Stored items from a collection:
— Begin —

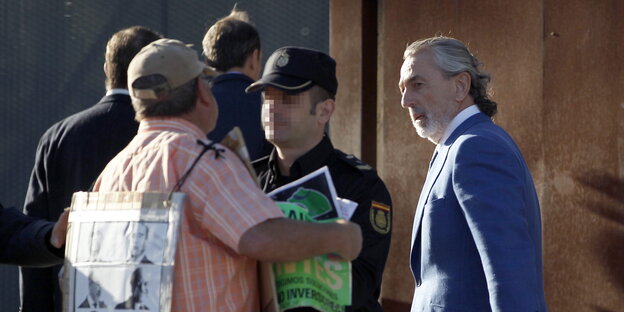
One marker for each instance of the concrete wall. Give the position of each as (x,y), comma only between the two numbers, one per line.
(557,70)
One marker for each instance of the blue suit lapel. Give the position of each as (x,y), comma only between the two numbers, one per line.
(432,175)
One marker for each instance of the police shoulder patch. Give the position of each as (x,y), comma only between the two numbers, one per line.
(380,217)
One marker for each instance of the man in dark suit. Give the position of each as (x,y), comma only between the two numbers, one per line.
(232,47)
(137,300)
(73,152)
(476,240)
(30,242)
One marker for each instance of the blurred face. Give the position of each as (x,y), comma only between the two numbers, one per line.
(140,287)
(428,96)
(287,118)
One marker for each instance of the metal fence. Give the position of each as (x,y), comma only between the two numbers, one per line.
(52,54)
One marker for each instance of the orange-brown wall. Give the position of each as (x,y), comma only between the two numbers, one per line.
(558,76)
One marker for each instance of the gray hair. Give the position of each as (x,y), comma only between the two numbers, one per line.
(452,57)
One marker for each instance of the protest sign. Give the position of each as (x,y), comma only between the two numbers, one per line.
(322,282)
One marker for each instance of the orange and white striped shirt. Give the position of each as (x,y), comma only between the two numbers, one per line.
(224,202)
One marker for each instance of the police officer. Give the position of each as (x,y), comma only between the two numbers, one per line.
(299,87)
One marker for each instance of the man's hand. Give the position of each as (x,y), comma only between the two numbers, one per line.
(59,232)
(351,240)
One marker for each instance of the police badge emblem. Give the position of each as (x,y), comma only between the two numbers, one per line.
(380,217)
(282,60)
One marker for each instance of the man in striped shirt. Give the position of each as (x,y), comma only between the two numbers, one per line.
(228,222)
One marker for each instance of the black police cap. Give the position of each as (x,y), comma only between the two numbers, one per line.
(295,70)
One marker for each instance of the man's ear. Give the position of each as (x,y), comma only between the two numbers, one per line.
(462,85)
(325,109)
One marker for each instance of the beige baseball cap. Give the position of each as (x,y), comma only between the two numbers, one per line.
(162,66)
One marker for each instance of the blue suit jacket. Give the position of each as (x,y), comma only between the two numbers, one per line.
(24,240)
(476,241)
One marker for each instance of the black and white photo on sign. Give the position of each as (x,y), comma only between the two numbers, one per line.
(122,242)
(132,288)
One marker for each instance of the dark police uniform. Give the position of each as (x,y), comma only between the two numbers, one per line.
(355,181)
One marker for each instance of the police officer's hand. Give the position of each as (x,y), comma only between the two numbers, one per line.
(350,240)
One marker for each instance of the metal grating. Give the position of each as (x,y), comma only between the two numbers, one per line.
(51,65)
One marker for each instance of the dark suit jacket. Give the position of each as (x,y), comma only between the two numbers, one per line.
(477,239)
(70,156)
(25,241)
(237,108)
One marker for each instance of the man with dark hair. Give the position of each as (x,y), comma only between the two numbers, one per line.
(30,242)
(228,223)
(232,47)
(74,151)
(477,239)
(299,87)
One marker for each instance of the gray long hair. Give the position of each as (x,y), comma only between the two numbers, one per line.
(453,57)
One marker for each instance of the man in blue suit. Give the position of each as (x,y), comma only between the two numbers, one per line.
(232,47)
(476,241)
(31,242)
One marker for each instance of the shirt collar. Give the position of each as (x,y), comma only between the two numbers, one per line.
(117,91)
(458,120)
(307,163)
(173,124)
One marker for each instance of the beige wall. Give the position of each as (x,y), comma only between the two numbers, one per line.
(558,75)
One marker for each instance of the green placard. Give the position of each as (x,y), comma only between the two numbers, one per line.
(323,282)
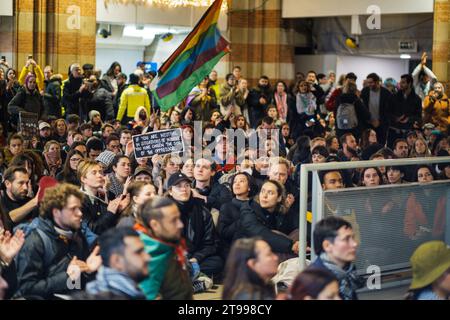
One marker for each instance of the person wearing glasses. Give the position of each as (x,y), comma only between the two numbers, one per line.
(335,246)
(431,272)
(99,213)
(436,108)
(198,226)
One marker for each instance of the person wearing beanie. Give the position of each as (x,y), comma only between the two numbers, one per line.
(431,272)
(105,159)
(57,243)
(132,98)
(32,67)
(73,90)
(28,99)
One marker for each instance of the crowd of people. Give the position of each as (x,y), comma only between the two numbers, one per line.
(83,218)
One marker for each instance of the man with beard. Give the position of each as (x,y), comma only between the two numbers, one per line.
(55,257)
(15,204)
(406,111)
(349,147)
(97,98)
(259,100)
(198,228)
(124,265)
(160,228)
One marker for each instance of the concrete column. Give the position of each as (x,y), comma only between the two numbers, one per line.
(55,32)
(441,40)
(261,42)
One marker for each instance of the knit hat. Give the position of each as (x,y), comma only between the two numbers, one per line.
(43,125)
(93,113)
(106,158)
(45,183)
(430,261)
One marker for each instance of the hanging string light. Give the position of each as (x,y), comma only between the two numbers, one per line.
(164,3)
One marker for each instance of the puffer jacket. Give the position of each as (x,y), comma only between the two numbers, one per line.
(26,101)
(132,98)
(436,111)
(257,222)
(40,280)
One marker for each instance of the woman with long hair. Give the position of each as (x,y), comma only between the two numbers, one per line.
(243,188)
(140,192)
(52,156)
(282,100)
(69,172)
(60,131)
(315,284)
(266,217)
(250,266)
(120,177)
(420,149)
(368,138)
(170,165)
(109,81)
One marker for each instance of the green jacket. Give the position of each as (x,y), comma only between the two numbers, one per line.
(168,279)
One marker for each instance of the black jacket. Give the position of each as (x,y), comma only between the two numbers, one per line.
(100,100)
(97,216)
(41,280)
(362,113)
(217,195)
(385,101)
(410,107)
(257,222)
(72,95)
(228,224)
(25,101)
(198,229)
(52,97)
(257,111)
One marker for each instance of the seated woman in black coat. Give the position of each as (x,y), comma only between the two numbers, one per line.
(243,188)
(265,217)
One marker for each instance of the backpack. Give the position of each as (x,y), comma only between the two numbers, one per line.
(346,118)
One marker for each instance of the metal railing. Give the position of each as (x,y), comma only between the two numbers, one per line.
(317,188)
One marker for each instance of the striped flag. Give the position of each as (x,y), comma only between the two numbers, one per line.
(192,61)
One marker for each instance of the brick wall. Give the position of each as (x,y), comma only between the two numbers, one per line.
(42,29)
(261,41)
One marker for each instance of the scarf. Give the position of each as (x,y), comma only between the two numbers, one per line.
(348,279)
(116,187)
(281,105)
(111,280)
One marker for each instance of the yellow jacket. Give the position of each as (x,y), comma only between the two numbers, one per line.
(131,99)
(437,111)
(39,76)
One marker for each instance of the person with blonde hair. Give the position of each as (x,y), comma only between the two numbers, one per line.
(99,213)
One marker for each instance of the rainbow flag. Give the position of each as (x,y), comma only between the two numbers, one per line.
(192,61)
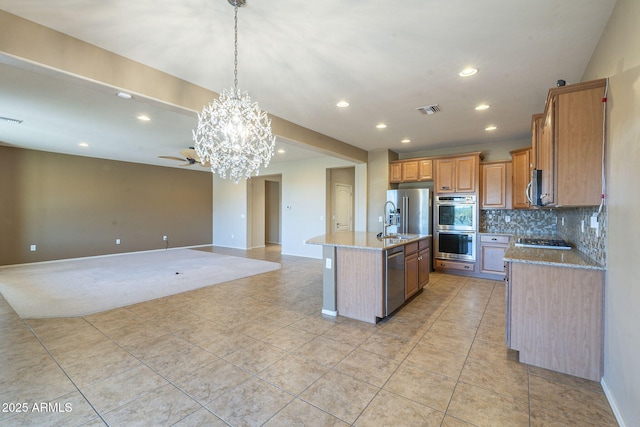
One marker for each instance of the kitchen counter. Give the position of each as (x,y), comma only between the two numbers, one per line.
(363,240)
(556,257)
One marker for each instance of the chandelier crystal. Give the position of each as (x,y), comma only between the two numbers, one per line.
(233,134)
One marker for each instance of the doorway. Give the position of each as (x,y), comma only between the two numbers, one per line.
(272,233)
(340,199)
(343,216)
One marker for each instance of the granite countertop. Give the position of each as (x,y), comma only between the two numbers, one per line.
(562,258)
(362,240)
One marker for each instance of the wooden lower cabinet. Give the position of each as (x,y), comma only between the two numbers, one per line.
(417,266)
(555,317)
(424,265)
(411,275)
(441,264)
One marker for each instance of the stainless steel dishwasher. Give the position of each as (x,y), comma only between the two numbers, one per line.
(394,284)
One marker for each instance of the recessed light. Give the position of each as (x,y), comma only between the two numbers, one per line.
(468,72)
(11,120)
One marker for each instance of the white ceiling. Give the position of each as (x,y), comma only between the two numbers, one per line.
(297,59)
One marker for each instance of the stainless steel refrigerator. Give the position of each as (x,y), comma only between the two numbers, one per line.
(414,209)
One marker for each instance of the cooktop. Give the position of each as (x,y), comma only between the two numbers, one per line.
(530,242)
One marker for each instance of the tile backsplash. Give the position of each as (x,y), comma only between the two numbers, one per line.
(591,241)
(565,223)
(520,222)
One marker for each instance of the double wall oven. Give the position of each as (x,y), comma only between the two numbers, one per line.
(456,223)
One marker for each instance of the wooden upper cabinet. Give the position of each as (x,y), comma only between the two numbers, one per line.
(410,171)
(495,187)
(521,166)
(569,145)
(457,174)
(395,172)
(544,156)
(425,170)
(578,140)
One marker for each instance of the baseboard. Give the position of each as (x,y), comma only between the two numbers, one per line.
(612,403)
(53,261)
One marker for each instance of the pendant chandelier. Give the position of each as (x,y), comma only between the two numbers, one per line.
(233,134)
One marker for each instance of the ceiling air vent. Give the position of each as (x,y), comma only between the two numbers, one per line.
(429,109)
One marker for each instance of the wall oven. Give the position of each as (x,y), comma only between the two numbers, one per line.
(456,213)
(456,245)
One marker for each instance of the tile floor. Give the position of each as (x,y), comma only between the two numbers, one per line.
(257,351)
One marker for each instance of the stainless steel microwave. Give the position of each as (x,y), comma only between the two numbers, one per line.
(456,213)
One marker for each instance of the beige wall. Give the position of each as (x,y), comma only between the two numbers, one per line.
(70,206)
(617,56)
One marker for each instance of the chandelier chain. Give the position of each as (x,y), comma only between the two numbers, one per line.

— End —

- **Objective**
Arrange the part of the entries that opens with the line containing "One marker for each instance of the cooktop." and closes with the last line of the entries, both included, as a JSON list of strings with one string per line and blank lines omitted.

- **Task response**
[
  "One marker for each instance of the cooktop. Give the position of each as (x,y), comma only between the two numbers, one per line.",
  "(530,242)",
  "One marker for each instance of the tile backsplash. Give the position of each as (x,y), comma only between the two numbers, one per line.",
  "(591,241)",
  "(565,223)",
  "(520,222)",
  "One marker for each instance of the double wall oven. Give the position of each as (x,y), comma only between the two numbers, one per line.",
  "(456,223)",
  "One marker for each instance of the wooden upper cabinet. Give the position of each as (x,y), comma only between the two numbers, one per line.",
  "(410,171)",
  "(495,187)",
  "(521,166)",
  "(569,145)",
  "(457,174)",
  "(395,172)",
  "(544,156)",
  "(425,170)",
  "(578,140)",
  "One marker for each instance of the baseboard. Give the position of each as (x,y), comma only between the two numbers, one per line.",
  "(612,403)",
  "(53,261)",
  "One marker for each instance of the pendant chandelier. Give the position of each as (x,y), comma only between the two numbers, one per line.",
  "(233,134)",
  "One marker for each instance of the ceiling air vent. Give the position of each as (x,y), comma only between the two numbers, one per line.",
  "(429,109)",
  "One marker for each instance of the wall oven. Give the position of each as (x,y), comma only between the two numbers, one per line.",
  "(456,213)",
  "(456,245)",
  "One marker for each instance of the tile floor. Give the position of each as (x,y), comma only between the two numbers, one per line.",
  "(257,351)",
  "One marker for each instance of the stainless steel microwave. Give the position of each as (x,y), comma only between the two numbers, one per line.",
  "(456,213)",
  "One marker for each instance of the beige wall. Give the position of each as (x,y), comma only between the two numbers, one per line.",
  "(70,206)",
  "(617,56)",
  "One marker for each instance of the chandelier chain. Give the position of each as (x,y), comma only between the two numbers, one per line."
]